• SHORT EXERCISE:
Turn the stretch from the line containing "Get woman's hand." through the line containing "304 176 321 194" into a two-column CSV headed input and output, with one CSV line per row. Put each row's text under input and its answer under output, quoting every field and replacing line breaks with spaces.

(Items listed in a dataset)
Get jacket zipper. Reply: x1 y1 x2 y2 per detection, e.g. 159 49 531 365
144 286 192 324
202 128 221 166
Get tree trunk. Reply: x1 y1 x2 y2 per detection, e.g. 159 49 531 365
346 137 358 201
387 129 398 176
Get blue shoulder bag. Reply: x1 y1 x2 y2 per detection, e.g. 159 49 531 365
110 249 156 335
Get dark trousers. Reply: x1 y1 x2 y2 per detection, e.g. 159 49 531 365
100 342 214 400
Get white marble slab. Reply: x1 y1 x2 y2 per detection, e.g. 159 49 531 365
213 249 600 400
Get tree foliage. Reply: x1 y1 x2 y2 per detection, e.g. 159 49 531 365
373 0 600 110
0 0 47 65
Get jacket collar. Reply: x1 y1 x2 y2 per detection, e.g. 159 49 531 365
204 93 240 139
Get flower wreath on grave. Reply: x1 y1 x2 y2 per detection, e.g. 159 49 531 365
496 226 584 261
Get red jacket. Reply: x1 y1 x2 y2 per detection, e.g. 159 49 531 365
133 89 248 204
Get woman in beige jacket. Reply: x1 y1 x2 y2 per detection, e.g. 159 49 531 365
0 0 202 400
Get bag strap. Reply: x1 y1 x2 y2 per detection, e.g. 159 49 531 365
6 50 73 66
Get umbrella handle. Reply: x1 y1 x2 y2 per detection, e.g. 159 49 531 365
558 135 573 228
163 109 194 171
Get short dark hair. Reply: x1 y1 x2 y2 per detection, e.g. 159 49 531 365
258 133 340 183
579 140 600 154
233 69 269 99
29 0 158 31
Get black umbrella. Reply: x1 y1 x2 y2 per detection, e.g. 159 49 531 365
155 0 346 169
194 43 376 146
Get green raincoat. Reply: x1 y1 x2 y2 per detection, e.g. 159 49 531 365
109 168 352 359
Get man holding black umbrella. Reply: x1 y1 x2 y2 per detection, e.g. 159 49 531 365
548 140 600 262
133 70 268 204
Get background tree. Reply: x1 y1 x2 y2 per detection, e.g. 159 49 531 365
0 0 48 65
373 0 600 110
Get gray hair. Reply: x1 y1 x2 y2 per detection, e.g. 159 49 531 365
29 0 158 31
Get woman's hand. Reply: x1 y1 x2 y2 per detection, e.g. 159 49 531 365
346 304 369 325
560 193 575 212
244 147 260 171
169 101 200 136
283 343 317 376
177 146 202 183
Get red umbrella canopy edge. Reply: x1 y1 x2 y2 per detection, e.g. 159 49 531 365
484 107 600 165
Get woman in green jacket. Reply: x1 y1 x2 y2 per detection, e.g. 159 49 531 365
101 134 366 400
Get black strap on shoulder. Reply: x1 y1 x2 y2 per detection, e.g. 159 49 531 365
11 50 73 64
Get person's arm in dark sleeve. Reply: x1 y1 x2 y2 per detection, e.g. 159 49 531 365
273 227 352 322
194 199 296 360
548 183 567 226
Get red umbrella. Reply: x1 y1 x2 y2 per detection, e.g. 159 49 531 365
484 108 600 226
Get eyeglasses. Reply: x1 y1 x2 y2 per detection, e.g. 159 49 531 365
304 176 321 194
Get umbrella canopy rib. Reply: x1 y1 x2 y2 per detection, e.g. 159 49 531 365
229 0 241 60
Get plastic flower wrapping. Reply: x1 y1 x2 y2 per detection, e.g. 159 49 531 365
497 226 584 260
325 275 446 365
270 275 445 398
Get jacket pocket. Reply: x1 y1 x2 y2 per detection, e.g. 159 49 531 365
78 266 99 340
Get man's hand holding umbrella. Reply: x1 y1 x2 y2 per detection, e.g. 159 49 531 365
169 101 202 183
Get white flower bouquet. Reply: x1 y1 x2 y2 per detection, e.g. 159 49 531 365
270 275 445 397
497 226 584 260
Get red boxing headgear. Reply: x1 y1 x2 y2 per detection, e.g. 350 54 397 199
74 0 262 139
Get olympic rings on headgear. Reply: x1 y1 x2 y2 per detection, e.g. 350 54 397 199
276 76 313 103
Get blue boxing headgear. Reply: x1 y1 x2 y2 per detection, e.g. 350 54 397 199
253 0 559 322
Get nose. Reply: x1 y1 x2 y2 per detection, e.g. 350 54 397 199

• TASK RESPONSE:
input,output
"Get woman's hand. Reply: x1 y1 x2 y2 per detection, e.g. 159 49 531 365","346 304 369 325 560 193 575 212 244 147 260 171 169 101 200 136 283 343 317 376 177 146 202 183"
"Get red umbrella canopy edge. Reply: x1 y1 x2 y2 per detection, e.g. 159 49 531 365","484 107 600 165"
"Get woman in green jacket. Reply: x1 y1 x2 y2 per detection, e.g. 159 49 531 365","101 134 366 400"
"Get black strap on shoulder. Reply: x1 y1 x2 y2 per detection, e.g. 159 49 531 365","11 50 73 64"
"Get person's arm in dark sleeve. Reply: x1 y1 x2 y2 per detection, e.g. 159 49 531 365","273 227 352 322 194 199 296 360 548 183 567 226"
"Get red umbrella. Reply: x1 y1 x2 y2 per detection, e.g. 159 49 531 365","484 108 600 226"
"Get eyeglasses. Reply: x1 y1 x2 y2 per detection, e.g. 159 49 531 365","304 176 321 194"